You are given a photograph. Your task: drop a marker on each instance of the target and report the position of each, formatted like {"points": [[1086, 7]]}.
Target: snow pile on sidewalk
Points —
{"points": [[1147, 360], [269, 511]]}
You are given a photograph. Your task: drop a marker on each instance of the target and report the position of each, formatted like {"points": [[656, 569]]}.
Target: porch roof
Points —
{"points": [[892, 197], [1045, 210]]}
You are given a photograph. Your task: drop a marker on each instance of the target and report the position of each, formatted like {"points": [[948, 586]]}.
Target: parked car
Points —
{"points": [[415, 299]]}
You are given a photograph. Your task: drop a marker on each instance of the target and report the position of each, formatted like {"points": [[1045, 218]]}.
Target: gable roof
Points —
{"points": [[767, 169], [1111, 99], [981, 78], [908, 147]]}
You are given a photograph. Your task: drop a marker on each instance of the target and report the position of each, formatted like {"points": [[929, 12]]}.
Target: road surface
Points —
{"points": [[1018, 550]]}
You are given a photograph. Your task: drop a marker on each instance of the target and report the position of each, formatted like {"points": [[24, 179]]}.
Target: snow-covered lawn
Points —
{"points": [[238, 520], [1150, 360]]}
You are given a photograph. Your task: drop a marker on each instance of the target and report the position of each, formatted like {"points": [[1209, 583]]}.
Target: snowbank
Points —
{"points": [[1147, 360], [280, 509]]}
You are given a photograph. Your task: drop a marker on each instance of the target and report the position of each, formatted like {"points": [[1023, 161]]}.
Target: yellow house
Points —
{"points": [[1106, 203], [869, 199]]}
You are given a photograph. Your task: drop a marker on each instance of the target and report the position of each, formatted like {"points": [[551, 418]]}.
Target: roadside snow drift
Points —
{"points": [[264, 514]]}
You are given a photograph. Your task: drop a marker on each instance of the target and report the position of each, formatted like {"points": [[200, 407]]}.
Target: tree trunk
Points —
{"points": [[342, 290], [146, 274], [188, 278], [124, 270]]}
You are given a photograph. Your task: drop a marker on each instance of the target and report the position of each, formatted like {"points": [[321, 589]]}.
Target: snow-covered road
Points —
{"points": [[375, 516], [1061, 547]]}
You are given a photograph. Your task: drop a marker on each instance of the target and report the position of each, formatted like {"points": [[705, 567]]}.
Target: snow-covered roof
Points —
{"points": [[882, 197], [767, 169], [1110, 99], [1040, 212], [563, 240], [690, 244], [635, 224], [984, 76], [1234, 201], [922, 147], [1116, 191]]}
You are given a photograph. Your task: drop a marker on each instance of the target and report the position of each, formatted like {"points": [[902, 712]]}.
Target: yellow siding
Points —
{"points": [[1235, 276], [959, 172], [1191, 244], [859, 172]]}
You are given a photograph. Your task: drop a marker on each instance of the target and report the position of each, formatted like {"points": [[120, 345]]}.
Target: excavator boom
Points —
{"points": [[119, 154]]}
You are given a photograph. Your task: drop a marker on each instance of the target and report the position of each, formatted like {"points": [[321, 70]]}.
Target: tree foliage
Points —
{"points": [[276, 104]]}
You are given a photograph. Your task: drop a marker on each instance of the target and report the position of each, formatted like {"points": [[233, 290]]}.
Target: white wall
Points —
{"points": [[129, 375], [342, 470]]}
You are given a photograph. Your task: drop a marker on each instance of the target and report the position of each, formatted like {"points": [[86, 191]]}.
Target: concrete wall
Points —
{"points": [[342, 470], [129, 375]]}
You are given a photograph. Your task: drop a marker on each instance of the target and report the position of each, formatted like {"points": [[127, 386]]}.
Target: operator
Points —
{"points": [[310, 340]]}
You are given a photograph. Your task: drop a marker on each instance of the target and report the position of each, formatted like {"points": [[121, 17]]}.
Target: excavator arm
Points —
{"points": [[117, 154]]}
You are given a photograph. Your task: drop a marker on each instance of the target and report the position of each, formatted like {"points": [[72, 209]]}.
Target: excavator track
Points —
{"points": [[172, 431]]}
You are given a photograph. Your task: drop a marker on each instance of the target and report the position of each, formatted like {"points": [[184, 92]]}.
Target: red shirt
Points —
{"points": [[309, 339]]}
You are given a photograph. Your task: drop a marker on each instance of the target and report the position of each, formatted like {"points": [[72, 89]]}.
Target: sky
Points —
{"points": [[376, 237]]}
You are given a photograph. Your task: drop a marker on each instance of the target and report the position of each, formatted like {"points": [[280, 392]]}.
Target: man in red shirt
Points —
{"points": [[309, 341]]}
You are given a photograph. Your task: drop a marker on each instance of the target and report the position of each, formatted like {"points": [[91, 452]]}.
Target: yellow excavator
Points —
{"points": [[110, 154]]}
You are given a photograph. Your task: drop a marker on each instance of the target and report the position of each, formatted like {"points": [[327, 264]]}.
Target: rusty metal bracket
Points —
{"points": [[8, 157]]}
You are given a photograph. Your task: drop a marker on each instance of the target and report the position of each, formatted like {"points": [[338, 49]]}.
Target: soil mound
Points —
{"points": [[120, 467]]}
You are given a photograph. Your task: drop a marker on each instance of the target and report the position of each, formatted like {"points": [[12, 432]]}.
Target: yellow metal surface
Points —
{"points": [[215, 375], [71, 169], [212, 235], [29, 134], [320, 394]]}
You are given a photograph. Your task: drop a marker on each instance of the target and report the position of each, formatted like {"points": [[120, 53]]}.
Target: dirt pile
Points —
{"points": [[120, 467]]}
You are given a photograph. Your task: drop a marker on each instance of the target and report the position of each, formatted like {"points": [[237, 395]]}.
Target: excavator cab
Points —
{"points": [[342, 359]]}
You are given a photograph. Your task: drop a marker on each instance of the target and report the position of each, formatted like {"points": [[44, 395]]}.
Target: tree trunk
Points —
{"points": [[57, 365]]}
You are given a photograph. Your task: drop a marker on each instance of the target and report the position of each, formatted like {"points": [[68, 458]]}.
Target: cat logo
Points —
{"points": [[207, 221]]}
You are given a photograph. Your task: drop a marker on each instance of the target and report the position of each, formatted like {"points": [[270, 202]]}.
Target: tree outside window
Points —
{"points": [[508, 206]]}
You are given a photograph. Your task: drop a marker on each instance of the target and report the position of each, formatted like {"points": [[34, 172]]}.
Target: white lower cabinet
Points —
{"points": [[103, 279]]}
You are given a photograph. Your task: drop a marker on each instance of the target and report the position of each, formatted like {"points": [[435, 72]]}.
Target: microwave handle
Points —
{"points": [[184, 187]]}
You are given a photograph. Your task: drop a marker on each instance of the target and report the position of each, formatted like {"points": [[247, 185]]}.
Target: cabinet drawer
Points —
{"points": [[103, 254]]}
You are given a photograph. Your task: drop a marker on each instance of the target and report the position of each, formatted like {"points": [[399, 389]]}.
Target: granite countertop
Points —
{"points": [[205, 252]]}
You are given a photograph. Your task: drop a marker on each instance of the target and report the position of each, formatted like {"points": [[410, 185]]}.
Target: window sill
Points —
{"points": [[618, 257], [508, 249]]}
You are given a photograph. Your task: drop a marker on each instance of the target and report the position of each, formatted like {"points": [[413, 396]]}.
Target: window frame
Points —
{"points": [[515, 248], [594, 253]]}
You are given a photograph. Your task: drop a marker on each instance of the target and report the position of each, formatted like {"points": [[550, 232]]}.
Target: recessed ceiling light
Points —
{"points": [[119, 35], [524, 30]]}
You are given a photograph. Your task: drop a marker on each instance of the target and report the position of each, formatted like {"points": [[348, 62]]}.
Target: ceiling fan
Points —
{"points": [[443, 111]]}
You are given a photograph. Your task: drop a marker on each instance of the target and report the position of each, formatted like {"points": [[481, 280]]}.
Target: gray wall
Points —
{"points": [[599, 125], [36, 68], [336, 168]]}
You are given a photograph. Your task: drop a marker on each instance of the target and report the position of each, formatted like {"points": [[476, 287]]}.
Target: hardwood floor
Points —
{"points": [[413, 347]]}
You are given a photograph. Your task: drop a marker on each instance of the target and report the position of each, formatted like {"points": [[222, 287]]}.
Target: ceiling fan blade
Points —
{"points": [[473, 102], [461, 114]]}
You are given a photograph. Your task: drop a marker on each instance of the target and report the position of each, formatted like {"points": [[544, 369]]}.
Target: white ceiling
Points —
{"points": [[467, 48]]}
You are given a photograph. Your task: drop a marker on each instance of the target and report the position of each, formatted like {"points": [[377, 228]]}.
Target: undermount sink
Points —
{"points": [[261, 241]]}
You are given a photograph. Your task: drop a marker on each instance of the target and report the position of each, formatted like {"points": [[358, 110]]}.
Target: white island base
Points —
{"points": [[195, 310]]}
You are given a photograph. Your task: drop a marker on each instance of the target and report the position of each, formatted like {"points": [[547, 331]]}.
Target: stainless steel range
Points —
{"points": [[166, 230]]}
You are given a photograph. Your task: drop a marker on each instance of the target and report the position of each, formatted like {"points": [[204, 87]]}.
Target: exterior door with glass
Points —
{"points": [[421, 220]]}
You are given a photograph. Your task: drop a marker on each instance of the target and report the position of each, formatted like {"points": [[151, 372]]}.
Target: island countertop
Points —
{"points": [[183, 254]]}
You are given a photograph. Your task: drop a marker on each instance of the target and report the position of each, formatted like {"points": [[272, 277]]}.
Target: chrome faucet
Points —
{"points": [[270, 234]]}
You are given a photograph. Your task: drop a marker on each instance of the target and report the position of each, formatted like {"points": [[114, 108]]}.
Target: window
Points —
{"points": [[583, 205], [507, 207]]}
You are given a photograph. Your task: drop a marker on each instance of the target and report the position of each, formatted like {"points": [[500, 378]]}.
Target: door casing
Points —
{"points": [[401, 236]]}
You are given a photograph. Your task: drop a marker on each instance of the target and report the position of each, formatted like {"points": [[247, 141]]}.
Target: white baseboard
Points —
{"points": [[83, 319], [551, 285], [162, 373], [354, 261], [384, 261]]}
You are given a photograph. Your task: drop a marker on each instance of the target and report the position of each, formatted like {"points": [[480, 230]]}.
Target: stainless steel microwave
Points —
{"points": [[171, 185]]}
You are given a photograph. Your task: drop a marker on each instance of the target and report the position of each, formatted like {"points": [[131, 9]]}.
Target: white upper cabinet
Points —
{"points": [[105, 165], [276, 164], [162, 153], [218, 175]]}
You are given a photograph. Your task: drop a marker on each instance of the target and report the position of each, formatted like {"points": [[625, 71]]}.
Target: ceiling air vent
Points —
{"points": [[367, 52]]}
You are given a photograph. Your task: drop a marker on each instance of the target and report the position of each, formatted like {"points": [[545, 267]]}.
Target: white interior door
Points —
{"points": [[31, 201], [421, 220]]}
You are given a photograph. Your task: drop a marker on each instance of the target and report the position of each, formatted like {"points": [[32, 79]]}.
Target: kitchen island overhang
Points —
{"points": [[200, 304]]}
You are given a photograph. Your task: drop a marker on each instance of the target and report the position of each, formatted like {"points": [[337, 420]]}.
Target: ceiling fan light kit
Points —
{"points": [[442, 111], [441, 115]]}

§ WORK TO BE COMPLETED: Count the lines of the data above that contain the string "microwave", treating uppercase and lowercase letters as different. Give only the number.

§ OUTPUT OF THE TASK: 2